Text to read:

Data Conversion Of Arithmetic Data Types

                                    Quincey Koziol and Raymond Lu

                                                April 14, 2005

                                    Revised on July 12, 2005

 

I.       Introduction

 

This document addresses the HDF5 library’s design and behaviors of data conversion between arithmetic data types.  This document is mainly for the HDF5 application users.  It can be also useful for the HDF5 library developers.

 

In this document, the arithmetic data types refer to both integers and floating-point numbers.  The integers include all the library’s predefined integers and any user-defined integers.  The library’s predefined integers include standard, Intel-specific, Alpha-specific, MIPS-specific, ANSI C9x-specific, and native data types.  The HDF5 Predefined Datatypes section in the HDF5 Reference Manual lists all these predefined data types.    

 

For the convenience of discussion in this document, we repeat all the possible native integers here,

 

                        C types                                    HDF5 types

            char                    H5T_NATIVE_CHAR

            signed char             H5T_NATIVE_SCHAR

            unsigned char           H5T_NATIVE_UCHAR

            short                   H5T_NATIVE_SHORT

            unsigned short          H5T_NATIVE_USHORT

            int                     H5T_NATIVE_INT

            unsigned int            H5T_NATIVE_UINT

            long                    H5T_NATIVE_LONG

            unsigned long           H5T_NATIVE_ULONG

            long long               H5T_NATIVE_LLONG

            unsigned long long      H5T_NATIVE_ULLONG

 

The floating-point numbers include all the library’s predefined floating-point types and any user-defined types.  The HDF5 Reference Manual lists all the predefined types like IEEE, Alpha-specific, MIPS-specific, and native floating-point data types.

Stated goal A:
In the HDF5 data conversion text, what date is given for the revision?
Stated goal B:
Please carry on with the HDF5 data conversion text from the point where it stops.
The lines below come from a separate source, not from the HDF5 data conversion text.

Data provided:
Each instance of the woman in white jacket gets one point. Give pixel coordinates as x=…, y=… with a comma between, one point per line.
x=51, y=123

Answer A:
July 12, 2005.

Answer B:
 

Possible native floating-point types are repeated below,

 

                        C types                                    HDF5 types

                        float                   H5T_NATIVE_FLOAT

            double                  H5T_NATIVE_DOUBLE

            long double             H5T_NATIVE_LDOUBLE

 

For the library, data conversion happens in two scenarios.  One is when transferring data between memory and disk through the executions of H5Dwrite() or H5Dread(); another is when converting data in memory through H5Tconvert().  In either case, if the source and destination data types are different, there will be data conversion.

 

II.    Hard and Soft Conversions

 

The HDF5 library has two ways of converting data for a given pair of different data types, hard and soft conversions. 

 

1.      Hard vs. Soft Conversions

 

A hard conversion is basically a casting done by a compiler, like int a = (int)b, where b is declared as float type.  In contrary, a soft conversion is done by the HDF5 library’s own conversion functions, where the bit sequence of the source data are examined and converted into the bit sequence of the destination data.  The soft conversions tend to be more rigid although this method is slower than the hard conversions because of all the bit operations during the conversions.

 

During the development of the library, the term hardware conversion and compiler conversion have been used to refer to the hard conversion.  The terms software conversion and library conversion have been used for the soft conversion.  These terms may be seen in other documents and the library’s source code.

 

Internally, the library maintains a list of soft conversion functions for each pair of source and destination data type classes.  A data type class is the category to which a data type belongs.  For example, data type H5T_NATIVE_INT and H5T_NATIVE_LONG are in the H5T_INTEGER class.  Therefore, soft conversion is designed to handle any data types in a class including library predefined and user-defined data types.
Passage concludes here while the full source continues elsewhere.